BEGIN Records for this task

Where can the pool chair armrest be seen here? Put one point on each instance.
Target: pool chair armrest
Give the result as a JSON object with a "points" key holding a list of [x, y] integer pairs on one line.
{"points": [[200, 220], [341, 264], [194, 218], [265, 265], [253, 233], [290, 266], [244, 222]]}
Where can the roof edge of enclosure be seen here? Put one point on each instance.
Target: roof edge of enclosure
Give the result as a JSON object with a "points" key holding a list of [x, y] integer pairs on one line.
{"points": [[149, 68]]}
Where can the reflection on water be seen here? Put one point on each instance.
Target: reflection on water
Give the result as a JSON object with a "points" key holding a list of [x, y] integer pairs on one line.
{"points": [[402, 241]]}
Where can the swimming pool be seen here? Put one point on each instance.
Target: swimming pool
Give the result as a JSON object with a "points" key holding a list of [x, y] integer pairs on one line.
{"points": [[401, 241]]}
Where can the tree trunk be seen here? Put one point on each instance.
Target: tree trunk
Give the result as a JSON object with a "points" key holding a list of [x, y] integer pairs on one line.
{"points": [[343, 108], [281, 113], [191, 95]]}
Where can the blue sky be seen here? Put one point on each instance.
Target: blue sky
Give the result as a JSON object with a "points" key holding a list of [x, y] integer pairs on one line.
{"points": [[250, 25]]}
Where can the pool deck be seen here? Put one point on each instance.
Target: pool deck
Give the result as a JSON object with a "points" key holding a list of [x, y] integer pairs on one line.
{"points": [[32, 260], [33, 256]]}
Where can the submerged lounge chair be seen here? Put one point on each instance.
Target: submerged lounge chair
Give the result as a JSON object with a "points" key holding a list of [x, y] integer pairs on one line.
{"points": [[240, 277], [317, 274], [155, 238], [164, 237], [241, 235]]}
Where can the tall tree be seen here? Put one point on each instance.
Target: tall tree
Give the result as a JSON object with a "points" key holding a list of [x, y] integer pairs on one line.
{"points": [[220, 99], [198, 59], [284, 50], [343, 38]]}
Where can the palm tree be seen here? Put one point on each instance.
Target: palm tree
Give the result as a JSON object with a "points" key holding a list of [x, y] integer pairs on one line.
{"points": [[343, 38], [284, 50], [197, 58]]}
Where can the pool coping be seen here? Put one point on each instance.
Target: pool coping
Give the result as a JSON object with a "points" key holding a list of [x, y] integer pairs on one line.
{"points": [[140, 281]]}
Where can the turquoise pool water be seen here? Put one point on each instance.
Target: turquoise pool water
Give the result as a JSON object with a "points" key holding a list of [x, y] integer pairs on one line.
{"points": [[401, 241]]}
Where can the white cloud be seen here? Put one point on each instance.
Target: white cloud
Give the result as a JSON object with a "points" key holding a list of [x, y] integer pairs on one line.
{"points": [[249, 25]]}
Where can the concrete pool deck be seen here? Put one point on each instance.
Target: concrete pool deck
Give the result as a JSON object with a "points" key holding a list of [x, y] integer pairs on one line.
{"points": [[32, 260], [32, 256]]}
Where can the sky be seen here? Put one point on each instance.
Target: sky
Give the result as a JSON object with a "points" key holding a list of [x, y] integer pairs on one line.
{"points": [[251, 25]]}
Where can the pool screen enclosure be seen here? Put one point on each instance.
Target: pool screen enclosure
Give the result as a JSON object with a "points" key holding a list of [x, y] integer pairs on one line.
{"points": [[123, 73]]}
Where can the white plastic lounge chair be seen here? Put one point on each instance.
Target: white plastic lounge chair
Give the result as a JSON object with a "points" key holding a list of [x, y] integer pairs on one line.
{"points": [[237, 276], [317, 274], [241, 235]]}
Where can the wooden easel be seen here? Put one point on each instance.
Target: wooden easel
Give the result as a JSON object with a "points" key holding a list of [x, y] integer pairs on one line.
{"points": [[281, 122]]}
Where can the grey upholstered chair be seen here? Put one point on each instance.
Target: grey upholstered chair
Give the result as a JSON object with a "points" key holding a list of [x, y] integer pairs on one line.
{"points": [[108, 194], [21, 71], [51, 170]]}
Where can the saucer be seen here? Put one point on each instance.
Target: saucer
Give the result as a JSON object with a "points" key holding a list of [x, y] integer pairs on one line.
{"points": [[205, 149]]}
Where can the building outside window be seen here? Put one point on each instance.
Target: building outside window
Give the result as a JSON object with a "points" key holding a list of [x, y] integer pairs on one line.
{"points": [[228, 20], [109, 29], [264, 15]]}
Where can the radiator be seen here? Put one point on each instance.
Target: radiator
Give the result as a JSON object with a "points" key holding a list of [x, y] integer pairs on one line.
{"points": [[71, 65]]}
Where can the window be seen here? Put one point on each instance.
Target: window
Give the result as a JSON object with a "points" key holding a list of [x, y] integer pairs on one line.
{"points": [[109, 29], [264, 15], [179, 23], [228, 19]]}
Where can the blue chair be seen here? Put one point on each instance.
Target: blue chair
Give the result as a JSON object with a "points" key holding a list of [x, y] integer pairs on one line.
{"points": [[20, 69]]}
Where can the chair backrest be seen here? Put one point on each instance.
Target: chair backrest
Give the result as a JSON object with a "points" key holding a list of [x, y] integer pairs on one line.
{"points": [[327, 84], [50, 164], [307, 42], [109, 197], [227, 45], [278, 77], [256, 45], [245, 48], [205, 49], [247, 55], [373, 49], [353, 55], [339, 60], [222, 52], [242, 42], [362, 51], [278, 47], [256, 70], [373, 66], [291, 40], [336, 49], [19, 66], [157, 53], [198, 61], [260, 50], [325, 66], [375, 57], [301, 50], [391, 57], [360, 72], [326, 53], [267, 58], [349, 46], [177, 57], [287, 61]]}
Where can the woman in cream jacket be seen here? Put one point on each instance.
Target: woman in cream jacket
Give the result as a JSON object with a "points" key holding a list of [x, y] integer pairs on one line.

END Records for this task

Produce an exact copy of the whole listing.

— Reply —
Where can the pool chair armrest be seen here? Put one point on each instance.
Target: pool chair armrest
Give the result as a JSON object with a "points" key holding a list of [x, y] integer pairs on one line.
{"points": [[200, 220], [341, 264], [194, 218], [265, 265], [253, 233], [290, 266], [244, 222]]}
Where can the roof edge of enclosure be seen here? Put one point on each instance.
Target: roof edge of enclosure
Give the result as a JSON object with a "points" key holding a list of [x, y] integer pairs on one line.
{"points": [[149, 68]]}
Where can the reflection on water be seen here? Put one point on each instance.
Target: reflection on water
Give the result as a JSON object with a "points" key holding a list of [x, y] integer pairs on one line.
{"points": [[402, 241]]}
Where can the swimming pool be seen here? Put one point on each instance.
Target: swimming pool
Give the result as a JSON object with a "points" key holding a list of [x, y] integer pairs on one line.
{"points": [[401, 241]]}
Where can the tree trunk be seen here? Put one point on each instance.
Target: tree trunk
Give the result as a JSON object with a "points" key holding a list of [x, y] integer pairs on one line.
{"points": [[343, 108], [281, 113], [191, 95]]}
Where can the blue sky be seen here? Put one point on each instance.
Target: blue sky
Give the result as a JSON object with a "points" key holding a list of [x, y] integer pairs on one line.
{"points": [[250, 25]]}
Where can the pool deck be seen here? Put one point on each instance.
Target: pool deck
Give the result as a JSON object with a "points" key holding a list of [x, y] integer pairs on one line.
{"points": [[32, 260], [33, 256]]}
Where can the submerged lounge chair be seen here? Put one point on each instance.
Target: submerged lounge chair
Give the result as a JSON object with a "points" key holding a list of [x, y] integer pairs on one line.
{"points": [[240, 277], [317, 274], [155, 238], [164, 237], [241, 235]]}
Where can the tall tree be seen here? Put one point on each instance.
Target: tall tree
Give the result as a JSON object with a "points" key holding a list of [x, y] integer pairs on one line.
{"points": [[220, 99], [198, 59], [284, 50], [343, 38]]}
Where can the palm tree be seen here? Put one point on each instance.
Target: palm tree
Give the result as a JSON object with a "points" key holding a list of [x, y] integer pairs on one line.
{"points": [[343, 38], [284, 50], [197, 58]]}
Where can the pool coping be seen here? Put one point on each instance.
Target: pool coping
Give the result as a JSON object with a "points" key holding a list of [x, y] integer pairs on one line.
{"points": [[140, 281]]}
Where can the turquoise pool water be seen here? Put one point on each instance.
Target: turquoise pool water
Give the result as a JSON object with a "points" key holding a list of [x, y] integer pairs on one line.
{"points": [[401, 241]]}
Where can the white cloud be seen here? Put one point on each instance.
Target: white cloud
Give the result as a JSON object with a "points" key holding a list of [x, y] integer pairs on one line.
{"points": [[249, 25]]}
Where can the concrete pool deck be seen here? Put one point on each instance.
Target: concrete pool deck
Give the result as a JSON object with a "points" key holding a list of [x, y] integer pairs on one line.
{"points": [[32, 260], [32, 256]]}
Where can the sky be seen here? Put one point on each instance.
Target: sky
Give the result as a JSON object with a "points" key holding a list of [x, y] integer pairs on one line.
{"points": [[251, 25]]}
Where can the pool screen enclosure be seen here? Put one point on each instance.
Target: pool screen enclosure
Give the result as a JSON object with a "points" key holding a list of [x, y] integer pairs on one line.
{"points": [[123, 73]]}
Where can the white plastic lounge chair be seen here? Put one point on each instance.
Target: white plastic lounge chair
Give the result as a JSON object with a "points" key holding a list of [x, y] integer pairs on one line.
{"points": [[237, 276], [317, 274], [241, 235]]}
Where can the wooden easel be seen here? Put one point on each instance.
Target: wooden easel
Give the result as a JSON object with a "points" key holding a list of [x, y] integer pairs on one line.
{"points": [[281, 122]]}
Where can the grey upholstered chair be seen here? Put one point on each instance.
Target: grey upholstered chair
Give the result as a JSON object with a "points" key holding a list of [x, y] integer pairs on one line.
{"points": [[108, 194], [21, 71], [51, 170]]}
Where can the saucer be seen here? Put one point on each instance.
Target: saucer
Give the result as a JSON object with a "points" key holding a list of [x, y] integer pairs on one line.
{"points": [[205, 149]]}
Where can the building outside window be seen here? Put one point on each instance.
Target: building outside window
Give the result as a JSON object with a "points" key holding a list of [x, y] integer pairs on one line.
{"points": [[228, 20], [109, 29], [264, 15]]}
Where can the radiator be seen here? Put one point on each instance.
Target: radiator
Give the result as a JSON object with a "points" key holding a list of [x, y] integer pairs on one line.
{"points": [[71, 65]]}
Where can the window be seen here? Put one point on each instance.
Target: window
Give the result as a JSON object with a "points" key holding a list of [x, y] integer pairs on one line.
{"points": [[109, 29], [264, 15], [179, 23], [228, 19]]}
Where can the blue chair be seen here? Put one point on each instance.
Target: blue chair
Give the result as a JSON object with a "points" key holding a list of [x, y] integer pairs on one line.
{"points": [[20, 69]]}
Where can the chair backrest be seen here? Put one point on each instance.
Target: chair backrest
Give the result as a JSON object with a "points" key holding a list of [x, y] integer pairs on one line.
{"points": [[327, 84], [50, 164], [307, 42], [109, 197], [227, 45], [278, 77], [256, 45], [245, 48], [205, 49], [247, 55], [373, 49], [353, 55], [339, 60], [222, 52], [242, 42], [362, 51], [278, 47], [256, 70], [373, 66], [291, 40], [336, 49], [19, 66], [157, 53], [198, 61], [260, 50], [325, 66], [375, 57], [301, 50], [391, 57], [360, 72], [326, 53], [267, 58], [349, 46], [177, 57], [287, 61]]}
Where can the woman in cream jacket be seen here? Put one point on each instance.
Target: woman in cream jacket
Give the result as a JSON object with a "points" key holding a list of [x, y] integer pairs on one line.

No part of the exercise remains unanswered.